(PROVIDED PASSAGE begins)

Arrow-right Camera
The Spokesman-Review Newspaper
Spokane, Washington  Est. May 19, 1883

For Emory Clark, cutting and selling Christmas trees is a way of life

Emory Clark, who runs Storybook Trees in Airway Heights, delivers 50 Alpine  fir trees Friday, Dec. 16, 2016, to St. Margaret’s Shelter in Spokane. (Dan Pelle / The Spokesman-Review)

Emory Clark remembers the day he cut his first Christmas tree.

He was 14 years old, living in Clark Fork, Idaho, and selling each tree for $1.50 a pop. Sixty-three years later, he’s still at it, albeit at a slightly larger scale.

In November, Clark loaded 1,500 Noble fir trees cut on Mount Spokane into the back of a Home Depot semitruck headed for New Mexico and Arizona.

“I had to get them all baled, tied up like little green torpedoes so they all fit on that big truck,” he said.

Clark, a spry, energetic 77-year-old, calls that a “remarkable bit of business.”

(PROVIDED PASSAGE ends)
(SOURCE DATA begins)

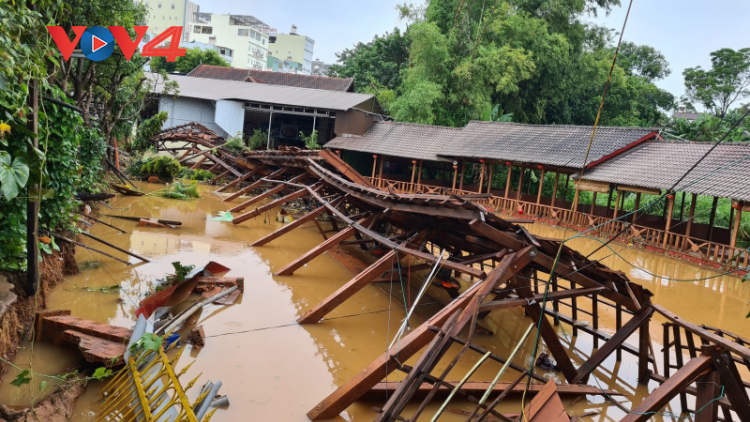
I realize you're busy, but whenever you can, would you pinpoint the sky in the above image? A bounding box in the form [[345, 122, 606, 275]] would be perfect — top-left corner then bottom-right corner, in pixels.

(SOURCE DATA ends)
(SOURCE DATA begins)

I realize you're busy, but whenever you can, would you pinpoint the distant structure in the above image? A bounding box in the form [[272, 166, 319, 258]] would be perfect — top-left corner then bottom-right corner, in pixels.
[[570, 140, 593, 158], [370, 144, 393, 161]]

(SOURCE DATA ends)

PROBLEM: Please repeat the article about Emory Clark's Christmas trees word for word, from "He was 14 years" up to and including "slightly larger scale.".

RESPONSE TO THE TASK:
He was 14 years old, living in Clark Fork, Idaho, and selling each tree for $1.50 a pop. Sixty-three years later, he’s still at it, albeit at a slightly larger scale.